• [PASSAGE TO READ]:
And this is what what is actually said. The God of heaven will set up a kingdom that will never be destroyed nor will it be left to another people It will crush all those kingdoms and bring them to the end, but it will itself endure forever. This is the meaning of the vision of the rock, cut out of a mountain but not by human hands. A rock that broke the iron, the bronze, the clay, the silver, and the gold to pieces. The great God has shown the king.

What will take place in the future. The dream is true and its interpretation is trustworthy. The rock not cut by human hands, destroys the kingdoms of men, grows and fills the whole world. And something like that is going on here in Mark chapter 4. Just have a look with me.

Mark 4 again, verse 26. He also said, this is what the kingdom of God is like. A man scatters seed on the ground. Knight and day whether he sleeps or gets up, the seed sprouts and grows, though he does not know how. All by itself, the soil produces corn.

First, the stalk, then the ear, then the full grain in the ear, as soon as the corn is ripe, he puts the sickle to it because the harvest has come. You see, there are certain things that the farmer knows he has to do. He has to go out and scatter the seed. But the emphasis of this parable is on the things that he does not know. He does not know how it grows.

He has to kind of get on with his normal life as it happens all by itself, the soil produces the crop. This parable is about how the kingdom of Jesus Christ advances through the human soul and through the world And Jesus says there is much that we do not know about how that works. And so the kingdom of God is surprising in its picture, surprising in its message, and surprising in the way that it makes progress in the world. So much that we don't know. Now we're going to come back and think about the applications of that a bit later.

But fourthly, there's a surprising sower in this parable. The surprising the surprising sower. Now, whenever we come to the teachings of the bible and Jesus' teachings are no exception, there is a tendency for us to make it all about us in the first place. You know, to read ourselves into everything, this story, this parable, but that's all about me. I'm sent to stage here.

This is this is for me. And and of course, with all of the bible's teachings, there is loads that is for us and is about us. But in the first place, the word of God is about the living God who breathed it out. The teachings of Jesus are about the Jesus who taught them. And that is the case here.

He is the great sower in this parable. Now, remember, this is a parable and therefore, you can't push every detail right to the last and try to map Jesus onto every description. Otherwise, things do start to get a bit fuzzy and it's not really how parables work. But it's clearly him, isn't it? Jesus Christ is himself the message of the kingdom.

Jesus is the words made flesh. He is both the message and he is the sower who comes into the field of this world in order to scatter it. And Jesus Christ is the 1 who comes at the end of the age to gather in the harvest. You know, that language there at the end of putting the sickle to it That's judgment language. You find that in Joel, you find that in the book of Revelation.

The coming of the sickle is judgment language. Jesus is gonna come to judge the world both to destroy the unrepentant and to gather in all those who have loved and believed in him for a for a great harvest. Jesus is the surprising sower of this parable. And actually even in the details, which are a bit trickier to match like the sleeping and the not knowing how things happen. Even we see Christ in those details.

Now have a look with me just a bit further on at verse 36. So this is a story a bit later on in mark 4, verse verse 36. This is the calming of the storm. And it says leaving the crowd behind, they took him along just as he was in the boat. There were also other boats with him.

• [JOB 1]:
In the listing, swap "innermost point" for "central point" in the lines starting at the one containing "of the small" and running through the end of the listing, and keep everything else the same. Leave the pictures out.

[Pointing dataset excerpts]
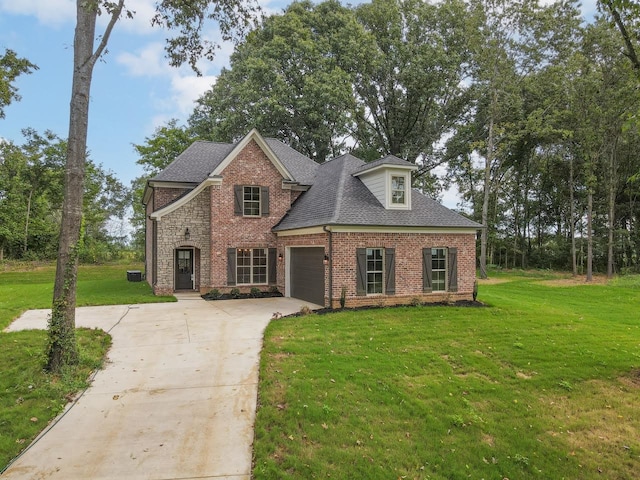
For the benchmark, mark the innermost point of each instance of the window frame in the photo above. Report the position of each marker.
(251, 201)
(371, 285)
(252, 269)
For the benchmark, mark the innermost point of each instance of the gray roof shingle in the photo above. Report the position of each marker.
(336, 196)
(196, 163)
(339, 198)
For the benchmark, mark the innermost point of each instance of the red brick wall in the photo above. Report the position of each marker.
(164, 196)
(408, 247)
(250, 167)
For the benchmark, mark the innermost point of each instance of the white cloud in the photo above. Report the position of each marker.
(187, 89)
(146, 62)
(48, 12)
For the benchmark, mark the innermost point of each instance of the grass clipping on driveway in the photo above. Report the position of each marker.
(544, 382)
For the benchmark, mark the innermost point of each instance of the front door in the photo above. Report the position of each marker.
(184, 269)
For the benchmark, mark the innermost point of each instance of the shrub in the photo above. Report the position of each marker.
(255, 292)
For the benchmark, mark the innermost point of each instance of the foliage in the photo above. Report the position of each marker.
(525, 387)
(11, 67)
(31, 186)
(291, 79)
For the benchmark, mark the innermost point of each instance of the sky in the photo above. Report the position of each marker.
(134, 89)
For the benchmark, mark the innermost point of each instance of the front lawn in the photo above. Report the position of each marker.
(544, 382)
(29, 397)
(30, 285)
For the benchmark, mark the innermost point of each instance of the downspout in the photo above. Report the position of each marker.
(324, 227)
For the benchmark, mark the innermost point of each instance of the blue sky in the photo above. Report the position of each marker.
(134, 89)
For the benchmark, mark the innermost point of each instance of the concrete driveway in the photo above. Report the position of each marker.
(176, 400)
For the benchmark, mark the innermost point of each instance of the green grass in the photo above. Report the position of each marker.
(29, 397)
(542, 383)
(28, 286)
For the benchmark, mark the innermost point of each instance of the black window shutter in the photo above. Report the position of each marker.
(361, 271)
(390, 271)
(426, 271)
(264, 200)
(238, 192)
(273, 266)
(231, 266)
(453, 270)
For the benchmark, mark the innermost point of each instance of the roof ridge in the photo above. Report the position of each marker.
(340, 189)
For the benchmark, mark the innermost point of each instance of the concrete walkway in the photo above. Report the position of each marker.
(176, 400)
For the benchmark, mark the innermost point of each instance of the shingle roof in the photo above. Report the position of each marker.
(339, 198)
(336, 196)
(196, 163)
(302, 168)
(391, 160)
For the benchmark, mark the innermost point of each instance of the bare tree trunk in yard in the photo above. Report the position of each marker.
(572, 216)
(62, 348)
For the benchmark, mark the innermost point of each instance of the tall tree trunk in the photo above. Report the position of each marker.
(589, 236)
(62, 343)
(612, 207)
(484, 236)
(25, 244)
(572, 216)
(62, 348)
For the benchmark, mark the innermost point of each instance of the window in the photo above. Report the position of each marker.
(375, 269)
(398, 186)
(439, 269)
(251, 201)
(251, 266)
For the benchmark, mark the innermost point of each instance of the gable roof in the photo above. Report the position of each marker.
(388, 161)
(337, 197)
(202, 160)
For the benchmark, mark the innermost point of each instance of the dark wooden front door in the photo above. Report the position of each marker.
(184, 269)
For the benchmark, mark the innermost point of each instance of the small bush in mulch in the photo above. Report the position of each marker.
(235, 294)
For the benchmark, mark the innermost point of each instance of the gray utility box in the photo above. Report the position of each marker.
(134, 275)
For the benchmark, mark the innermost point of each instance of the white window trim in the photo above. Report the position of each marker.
(382, 271)
(446, 270)
(244, 202)
(251, 267)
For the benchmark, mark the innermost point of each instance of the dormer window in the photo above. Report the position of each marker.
(389, 179)
(398, 192)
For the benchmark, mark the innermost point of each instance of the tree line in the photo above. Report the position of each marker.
(531, 111)
(31, 197)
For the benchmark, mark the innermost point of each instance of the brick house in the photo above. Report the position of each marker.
(260, 214)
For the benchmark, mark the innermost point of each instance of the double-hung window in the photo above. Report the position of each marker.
(439, 269)
(251, 201)
(375, 270)
(398, 190)
(251, 264)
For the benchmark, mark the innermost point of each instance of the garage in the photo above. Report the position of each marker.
(307, 274)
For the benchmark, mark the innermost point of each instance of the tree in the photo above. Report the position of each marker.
(158, 151)
(11, 67)
(233, 16)
(626, 15)
(411, 90)
(291, 79)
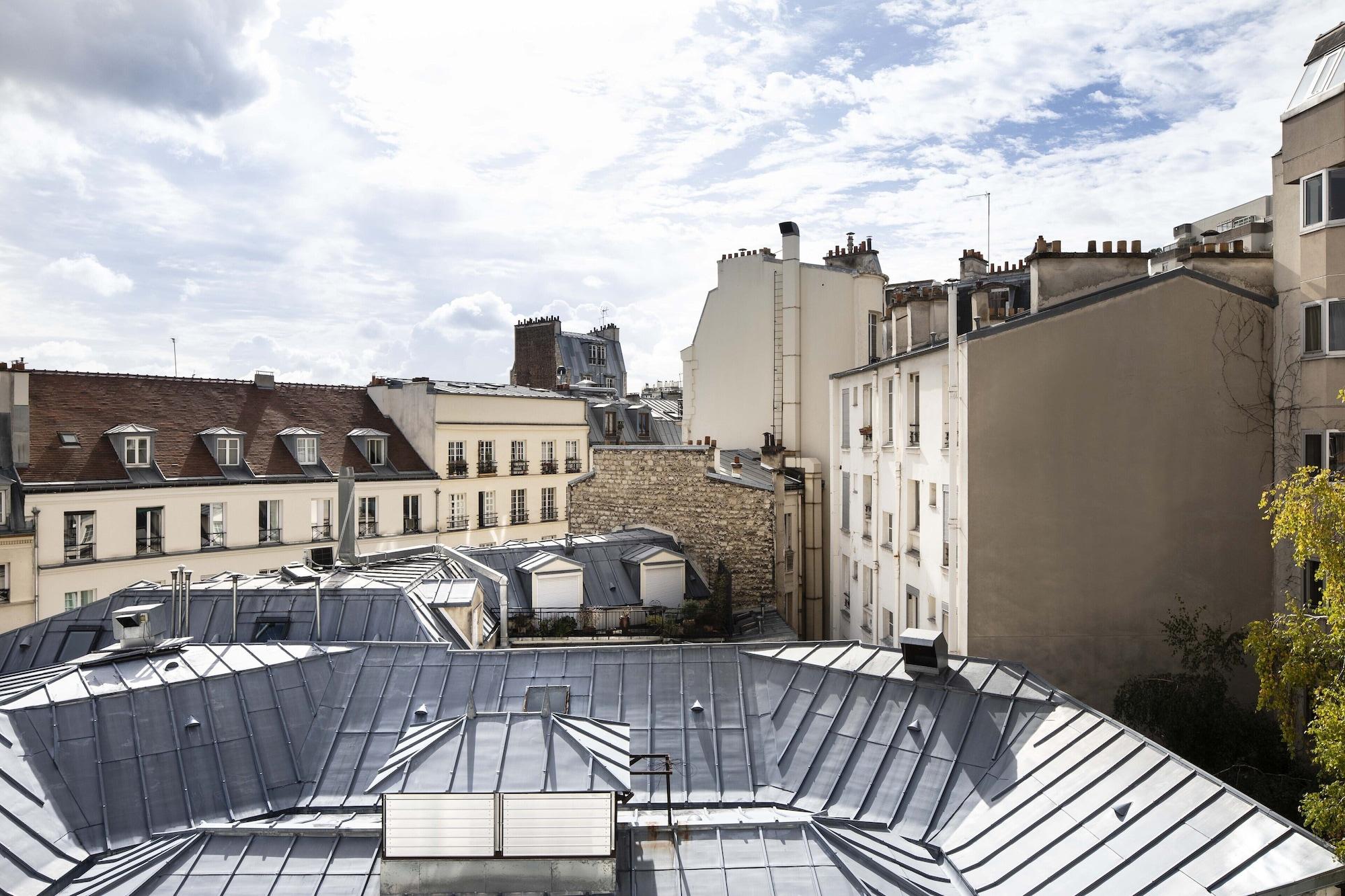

• [JOB 2]:
Answer these questions about the sermon on Mark 4:
(a) Which verse of Mark 4 begins the reading about the man who scatters seed on the ground?
(b) What kind of language does the sermon call the putting of the sickle to the corn?
(c) What story is found at verse 36 of Mark 4?

• [FINAL RESULT 1]:
For the benchmark, mark the central point of each instance of the small bush in mulch in the photo above. Report the position of each marker.
(235, 294)
For the benchmark, mark the central point of each instance of the gray utility box in the photo above. Report the position of each marker.
(134, 275)
For the benchmark, mark the central point of each instance of the white window trim in the photo above. Report the position of each marker.
(382, 271)
(446, 270)
(244, 202)
(251, 267)
For the benchmark, mark the central point of each instance of the dormer window in the photo above. Report the position of each marker.
(389, 179)
(398, 192)
For the benchmark, mark the central point of each instance of the tree line in the photo above. Report the position of each marker.
(531, 111)
(31, 197)
For the benchmark, mark the central point of each instance of the brick house in the photo above. Report the position of each marker.
(260, 214)
For the benchmark, mark the central point of each instance of the double-hung window in the photo above. Report the position of each marker.
(439, 269)
(251, 201)
(375, 270)
(398, 190)
(251, 264)
For the benchmark, mark the central point of each instance of the garage in the photo above. Report the position of each marker.
(307, 274)
For the benchmark, mark the central point of each instance of the tree in the photo above. Report the position of each marker.
(158, 151)
(11, 67)
(233, 16)
(626, 15)
(411, 90)
(291, 79)

• [FINAL RESULT 2]:
(a) Verse 26.
(b) Judgment language.
(c) The calming of the storm.